◆ **What is needed**
Reproduce each record exactly.

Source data
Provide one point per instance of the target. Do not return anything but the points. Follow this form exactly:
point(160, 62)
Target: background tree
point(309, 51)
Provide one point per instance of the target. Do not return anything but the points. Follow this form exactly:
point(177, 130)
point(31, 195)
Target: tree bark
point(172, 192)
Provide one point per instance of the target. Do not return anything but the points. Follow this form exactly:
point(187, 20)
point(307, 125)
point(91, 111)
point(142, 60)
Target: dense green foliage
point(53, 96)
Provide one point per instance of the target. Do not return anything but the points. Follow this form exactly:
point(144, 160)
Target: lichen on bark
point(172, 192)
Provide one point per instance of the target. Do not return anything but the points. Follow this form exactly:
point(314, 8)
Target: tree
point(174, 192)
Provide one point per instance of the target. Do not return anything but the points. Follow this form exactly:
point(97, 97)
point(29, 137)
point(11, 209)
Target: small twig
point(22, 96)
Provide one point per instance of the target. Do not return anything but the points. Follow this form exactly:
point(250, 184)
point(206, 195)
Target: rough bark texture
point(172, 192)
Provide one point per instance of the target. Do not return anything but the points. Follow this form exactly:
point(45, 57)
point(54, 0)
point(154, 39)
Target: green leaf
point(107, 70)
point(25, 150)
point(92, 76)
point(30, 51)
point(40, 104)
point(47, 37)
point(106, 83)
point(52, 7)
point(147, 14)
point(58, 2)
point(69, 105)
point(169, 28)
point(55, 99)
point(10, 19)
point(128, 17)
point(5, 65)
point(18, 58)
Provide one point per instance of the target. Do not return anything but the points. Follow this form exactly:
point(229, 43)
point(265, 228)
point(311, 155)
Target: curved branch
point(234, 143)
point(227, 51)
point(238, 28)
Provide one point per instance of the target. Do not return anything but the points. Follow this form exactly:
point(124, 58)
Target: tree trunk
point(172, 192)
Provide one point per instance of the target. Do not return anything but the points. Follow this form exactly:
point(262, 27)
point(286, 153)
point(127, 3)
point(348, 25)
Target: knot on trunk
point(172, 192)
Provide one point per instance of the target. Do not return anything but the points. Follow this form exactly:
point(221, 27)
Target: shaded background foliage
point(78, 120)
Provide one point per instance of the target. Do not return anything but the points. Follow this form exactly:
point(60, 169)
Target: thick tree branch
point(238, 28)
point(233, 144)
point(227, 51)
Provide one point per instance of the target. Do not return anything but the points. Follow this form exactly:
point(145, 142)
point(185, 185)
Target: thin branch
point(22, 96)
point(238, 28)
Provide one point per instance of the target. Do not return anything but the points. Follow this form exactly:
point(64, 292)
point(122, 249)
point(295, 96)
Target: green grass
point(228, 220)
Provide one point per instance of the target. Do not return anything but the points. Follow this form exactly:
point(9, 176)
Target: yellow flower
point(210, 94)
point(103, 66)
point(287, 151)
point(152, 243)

◆ **Written response**
Provide one point per instance of the target. Do not return anything but the points. Follow this form exactly:
point(160, 62)
Target: background tree
point(309, 51)
Provide one point per instance of the target. Do not return anything but the points. Follow this form exactly:
point(177, 130)
point(31, 195)
Target: tree bark
point(172, 192)
Provide one point per instance of the target. Do not return anything but the points. Follow this form exactly:
point(187, 20)
point(307, 125)
point(91, 111)
point(142, 60)
Target: dense green foliage
point(53, 96)
Provide one point per instance of the target. Do not return anything but the points. Follow this form exactly:
point(144, 160)
Target: lichen on bark
point(172, 192)
Provide one point per instance of the target. Do not return anything but the points. Follow this form exactly:
point(314, 8)
Target: tree
point(174, 192)
Provide one point per instance of the target. Do not return anything but the points. Follow this form exactly:
point(97, 97)
point(29, 137)
point(11, 209)
Target: small twig
point(22, 96)
Provide one point per instance of the target. Do not return anything but the points. Follow this form exactly:
point(250, 184)
point(206, 195)
Target: rough bark texture
point(172, 192)
Provide one point per instance of the target. Do not return anything but the points. Follow this form exactly:
point(45, 57)
point(54, 0)
point(154, 39)
Target: green leaf
point(107, 70)
point(25, 150)
point(92, 76)
point(30, 51)
point(40, 104)
point(47, 37)
point(106, 83)
point(52, 7)
point(147, 14)
point(58, 2)
point(69, 105)
point(169, 28)
point(55, 99)
point(10, 19)
point(128, 17)
point(5, 65)
point(18, 58)
Provide one point per instance of the target. Do not return anything but the points. Follow this form exactly:
point(229, 43)
point(265, 228)
point(311, 155)
Target: curved branch
point(234, 143)
point(227, 51)
point(238, 28)
Provide one point per instance of the target. Do not return anything but the points. Follow this form exactly:
point(124, 58)
Target: tree trunk
point(172, 192)
Provide one point per instance of the target. Do not return anything but the points. Follow this form exactly:
point(262, 27)
point(286, 153)
point(127, 3)
point(348, 25)
Target: knot on trunk
point(172, 192)
Provide one point per instance of the target. Do not return anything but the points. Follow this form exactly:
point(221, 27)
Target: shaded background foliage
point(78, 120)
Provide one point per instance of the target. Do not return anything but the points. Follow this form exactly:
point(60, 169)
Target: thick tree branch
point(238, 28)
point(233, 144)
point(227, 51)
Provide one point per instance of the target. Do not return anything but the points. Follow this form exactly:
point(145, 142)
point(185, 185)
Target: thin branch
point(22, 96)
point(238, 28)
Provide one point per instance of the target. Do not return anything but the points. Follow this form exactly:
point(64, 292)
point(122, 249)
point(295, 96)
Target: green grass
point(228, 220)
Provide one point per instance of the target. Do not return anything but the points. Follow this form exactly:
point(9, 176)
Target: yellow flower
point(210, 94)
point(103, 66)
point(287, 151)
point(152, 243)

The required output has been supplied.